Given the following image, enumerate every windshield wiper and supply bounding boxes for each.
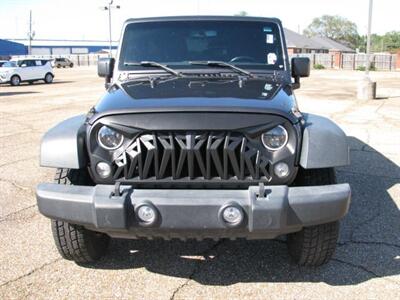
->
[124,61,182,77]
[189,60,256,77]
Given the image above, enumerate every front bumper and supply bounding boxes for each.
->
[0,75,10,83]
[36,183,351,239]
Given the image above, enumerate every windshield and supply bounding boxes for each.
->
[3,61,17,68]
[119,21,284,70]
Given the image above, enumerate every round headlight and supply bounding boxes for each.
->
[97,126,124,150]
[261,125,288,151]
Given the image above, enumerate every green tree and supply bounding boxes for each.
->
[303,15,361,48]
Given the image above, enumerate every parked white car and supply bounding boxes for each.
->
[0,59,54,85]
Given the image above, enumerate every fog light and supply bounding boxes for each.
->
[136,204,157,224]
[222,205,243,225]
[274,162,289,178]
[96,161,111,178]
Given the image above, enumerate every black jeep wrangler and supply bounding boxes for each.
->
[37,17,350,266]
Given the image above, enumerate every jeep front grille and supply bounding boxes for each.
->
[113,132,271,182]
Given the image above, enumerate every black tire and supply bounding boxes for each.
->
[51,169,110,263]
[43,73,54,84]
[10,75,21,86]
[287,168,340,267]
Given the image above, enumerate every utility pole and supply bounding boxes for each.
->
[102,0,121,57]
[28,10,35,55]
[357,0,376,100]
[365,0,373,77]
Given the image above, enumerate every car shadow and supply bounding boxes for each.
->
[86,137,400,285]
[0,91,40,97]
[0,79,75,88]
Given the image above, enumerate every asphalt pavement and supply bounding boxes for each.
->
[0,67,400,299]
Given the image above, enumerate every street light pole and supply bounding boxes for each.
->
[365,0,373,77]
[102,0,121,57]
[108,0,113,57]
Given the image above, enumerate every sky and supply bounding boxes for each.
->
[0,0,400,40]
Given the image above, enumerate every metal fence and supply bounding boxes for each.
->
[290,53,397,71]
[13,53,397,71]
[13,54,108,66]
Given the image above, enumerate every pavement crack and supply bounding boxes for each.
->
[338,240,400,249]
[331,258,400,285]
[0,155,37,168]
[169,240,224,300]
[0,178,33,191]
[0,257,62,288]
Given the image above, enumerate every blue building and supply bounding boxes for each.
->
[0,39,28,58]
[5,39,118,56]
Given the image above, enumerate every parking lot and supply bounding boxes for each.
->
[0,67,400,299]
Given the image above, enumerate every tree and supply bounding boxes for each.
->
[303,15,360,48]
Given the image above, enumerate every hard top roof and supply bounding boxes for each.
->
[125,16,281,24]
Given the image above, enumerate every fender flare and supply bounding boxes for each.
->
[40,115,87,169]
[300,114,350,169]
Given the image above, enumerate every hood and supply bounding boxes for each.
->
[92,78,298,123]
[0,67,16,73]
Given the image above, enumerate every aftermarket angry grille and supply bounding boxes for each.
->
[113,132,271,181]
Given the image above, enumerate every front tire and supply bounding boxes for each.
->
[287,168,340,267]
[10,75,21,86]
[51,169,110,263]
[51,220,110,263]
[44,73,54,83]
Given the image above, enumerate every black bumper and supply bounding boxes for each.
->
[36,183,351,239]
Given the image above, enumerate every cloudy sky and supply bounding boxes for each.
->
[0,0,400,40]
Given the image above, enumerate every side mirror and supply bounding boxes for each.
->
[97,57,115,84]
[292,57,310,89]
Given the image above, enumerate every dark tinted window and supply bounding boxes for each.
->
[18,60,36,67]
[119,21,284,70]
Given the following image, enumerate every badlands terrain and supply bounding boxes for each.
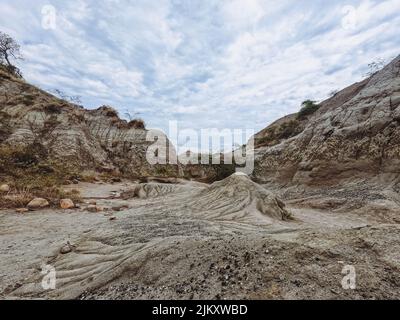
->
[0,57,400,299]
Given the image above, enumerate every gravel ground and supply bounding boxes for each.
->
[0,179,400,299]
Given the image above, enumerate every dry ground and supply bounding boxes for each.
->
[0,178,400,299]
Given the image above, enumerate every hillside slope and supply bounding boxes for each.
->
[0,72,179,177]
[253,56,400,186]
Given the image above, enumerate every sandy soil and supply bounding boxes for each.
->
[0,177,400,299]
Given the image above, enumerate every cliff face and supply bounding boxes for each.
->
[253,56,400,186]
[0,73,179,177]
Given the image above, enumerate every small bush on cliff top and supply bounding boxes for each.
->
[297,100,320,120]
[0,145,80,208]
[128,119,146,129]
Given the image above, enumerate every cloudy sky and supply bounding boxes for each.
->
[0,0,400,151]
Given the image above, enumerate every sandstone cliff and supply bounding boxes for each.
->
[0,72,179,177]
[253,56,400,186]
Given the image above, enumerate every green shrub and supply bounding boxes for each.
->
[128,119,146,130]
[297,100,320,120]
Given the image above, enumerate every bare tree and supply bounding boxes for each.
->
[0,31,22,76]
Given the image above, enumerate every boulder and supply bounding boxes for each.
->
[60,242,75,254]
[86,204,104,212]
[60,199,75,209]
[27,198,50,210]
[0,184,11,192]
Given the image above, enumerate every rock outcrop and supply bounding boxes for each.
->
[0,72,179,177]
[253,56,400,186]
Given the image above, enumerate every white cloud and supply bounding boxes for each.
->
[0,0,400,142]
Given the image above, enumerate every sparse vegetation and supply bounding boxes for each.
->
[0,31,22,77]
[128,119,146,130]
[0,145,80,208]
[297,100,320,120]
[256,120,303,146]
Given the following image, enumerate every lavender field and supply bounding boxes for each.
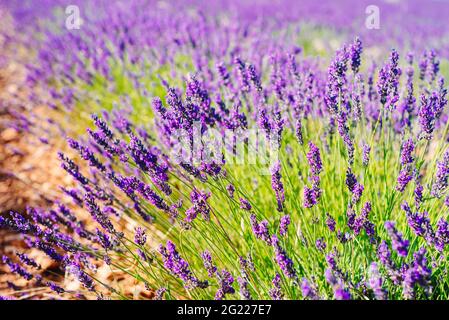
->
[0,0,449,300]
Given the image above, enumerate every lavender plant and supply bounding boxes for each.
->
[0,1,449,299]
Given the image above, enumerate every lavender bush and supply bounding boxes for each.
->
[0,1,449,300]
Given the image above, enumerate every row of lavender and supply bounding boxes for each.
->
[0,2,449,299]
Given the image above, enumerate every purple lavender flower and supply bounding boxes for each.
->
[303,186,318,208]
[377,50,401,110]
[201,250,217,277]
[159,241,208,289]
[250,214,271,245]
[240,198,252,211]
[16,252,41,270]
[401,138,415,166]
[418,94,435,140]
[315,238,326,251]
[307,142,323,175]
[326,213,336,232]
[269,273,284,300]
[237,277,253,300]
[430,149,449,198]
[134,227,147,246]
[215,269,235,300]
[385,221,409,257]
[46,281,65,294]
[435,218,449,252]
[185,189,211,223]
[352,182,365,204]
[413,182,424,209]
[226,184,235,198]
[369,262,387,300]
[402,248,432,299]
[362,143,371,167]
[271,162,285,212]
[396,169,413,192]
[345,168,357,193]
[153,287,167,300]
[349,38,363,74]
[66,261,95,291]
[2,256,33,281]
[334,287,351,300]
[271,235,297,279]
[301,278,320,300]
[279,215,290,236]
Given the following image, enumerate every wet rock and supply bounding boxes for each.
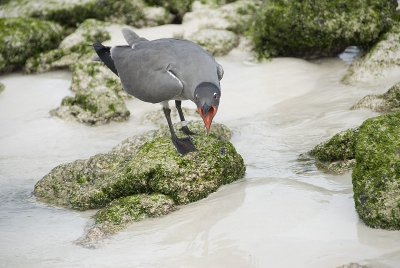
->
[34,121,246,238]
[351,83,400,112]
[352,112,400,230]
[184,0,260,34]
[50,59,130,125]
[0,18,63,74]
[30,0,146,28]
[85,193,177,243]
[252,0,397,59]
[342,22,400,84]
[308,128,358,174]
[189,29,239,56]
[24,19,110,74]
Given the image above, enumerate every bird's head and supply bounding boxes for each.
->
[194,82,221,134]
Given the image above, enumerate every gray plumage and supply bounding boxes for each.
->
[111,28,223,103]
[93,28,224,155]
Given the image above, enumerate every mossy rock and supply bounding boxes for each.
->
[342,22,400,84]
[351,83,400,112]
[189,29,239,56]
[30,0,145,28]
[0,18,63,74]
[144,0,194,24]
[82,193,177,242]
[34,121,246,210]
[252,0,397,59]
[352,112,400,230]
[24,19,111,74]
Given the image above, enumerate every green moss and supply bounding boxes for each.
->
[352,112,400,230]
[309,128,358,162]
[31,0,145,27]
[0,18,63,73]
[251,0,397,58]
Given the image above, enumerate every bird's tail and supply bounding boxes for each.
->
[92,43,118,75]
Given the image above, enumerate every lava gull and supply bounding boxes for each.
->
[93,28,224,155]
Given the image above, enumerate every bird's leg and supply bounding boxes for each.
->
[175,100,196,135]
[163,107,197,155]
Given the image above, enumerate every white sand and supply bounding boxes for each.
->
[0,21,400,268]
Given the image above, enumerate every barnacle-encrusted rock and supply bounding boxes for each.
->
[188,29,239,56]
[0,18,63,74]
[34,121,246,237]
[308,128,358,174]
[351,83,400,112]
[252,0,397,58]
[342,22,400,84]
[352,112,400,230]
────────────────
### [EXERCISE BRIEF]
Copy the listing again, starting at the line containing "Given the image above, enumerate every jeep" and ending after the line containing "[300,114,350,169]", with "supply bounding boxes" changed to "provide bounding boxes" throughout and everything else left as is.

### [WORKED ANSWER]
Given the image above, enumerate every jeep front grille and provide bounding boxes for each.
->
[113,132,271,182]
Given the image above, enumerate every black tire and provide bounding boxes for each.
->
[51,169,110,263]
[43,73,54,84]
[10,75,21,86]
[287,168,340,267]
Given the image above, enumerate every utility pole and provide bounding boxes for each.
->
[102,0,121,57]
[28,10,35,55]
[357,0,376,100]
[365,0,373,77]
Given the image above, enumerate every car shadow and provide bounding boxes for each.
->
[86,137,400,285]
[0,91,40,97]
[0,79,75,88]
Given the image above, enumerate every asphalt pavement and provide bounding boxes for each.
->
[0,67,400,299]
Given the image above, enumerate every street light pole and provide bounding boxes for each.
->
[365,0,373,77]
[102,0,121,57]
[108,0,113,57]
Given the image above, enumerate every sky and provide bounding boxes for each.
->
[0,0,400,40]
Given the image above, enumerate every metal fence and provide bounding boxes for each.
->
[290,53,397,71]
[13,53,397,71]
[13,54,108,66]
Given the image above, enumerate every pavement crack and provide bounding boxes for each.
->
[338,240,400,249]
[331,258,400,285]
[0,155,37,168]
[169,240,224,300]
[0,178,33,191]
[0,257,62,288]
Given the image above, enumerate every blue building and provide bounding boxes for each.
->
[0,39,28,58]
[5,39,118,56]
Given the image above, enumerate every parking lot and provide bounding boxes for each.
->
[0,67,400,299]
Given the image above, enumerate every tree and provide bounding boxes for each.
->
[303,15,360,48]
Given the image above, enumerate every hard top roof and provide bounding boxes for each.
->
[125,16,281,24]
Given the image above, enumerate every fender flare and provide bounding boxes for each.
->
[40,115,87,169]
[300,114,350,169]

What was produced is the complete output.